- **QUÉ SE ESPERA**
Responde según el fragmento que sigue:
(a) ¿Cómo miran los escribas al pecador?
(b) ¿Qué le dice primero Cristo después de inclinarse sobre él?
(c) ¿Qué palabras pronuncia Cristo al final, con un acento mezcla de dulzura y de poder?

- **FRAGMENTO DEL TEXTO**
>>

Los circunstantes conocen seguramente esta su miseria moral: los escribas, espejos de santidad ritual, le miran desdeñosamente. Es un pecador. Él llora, y su semblante refleja la humildad y el arrepentimiento. Si ha llegado hasta allí asaltando los tejados, es movido por la fe que tiene en el poder del Salvador. Después la fe se ha hecho más pura, más desinteresada, más fervorosa. La gracia le ha iluminado; Cristo le ha mirado, le ha sonreído, se ha inclinado sobre él y le ha dicho: "Hijo mío, ten confianza.” Cristo le ha llamado su hijo. Y después; con un acento inimitable, mezcla de dulzura y de poder ha pronunciado estas palabras misteriosas: "Tus pecados te son perdonados."

<<

[Entradas de datos]
>>

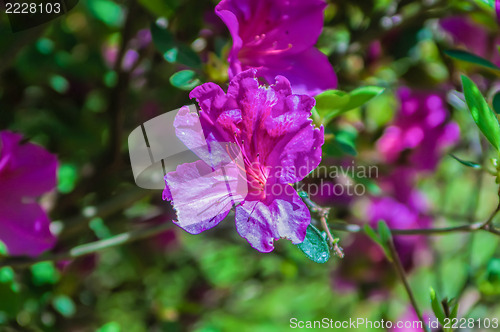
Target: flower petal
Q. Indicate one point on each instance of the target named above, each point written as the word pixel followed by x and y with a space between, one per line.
pixel 285 216
pixel 25 228
pixel 201 196
pixel 278 23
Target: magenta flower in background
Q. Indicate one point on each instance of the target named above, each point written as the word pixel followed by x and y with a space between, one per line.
pixel 277 37
pixel 278 144
pixel 473 36
pixel 403 207
pixel 421 127
pixel 409 322
pixel 26 172
pixel 497 10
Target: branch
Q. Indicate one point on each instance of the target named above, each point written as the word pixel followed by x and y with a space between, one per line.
pixel 401 273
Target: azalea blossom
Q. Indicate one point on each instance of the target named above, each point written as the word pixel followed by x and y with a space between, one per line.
pixel 277 37
pixel 497 10
pixel 26 172
pixel 421 128
pixel 256 140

<<

- **RESPUESTA**
(a) Lo miran desdeñosamente.
(b) "Hijo mío, ten confianza."
(c) "Tus pecados te son perdonados."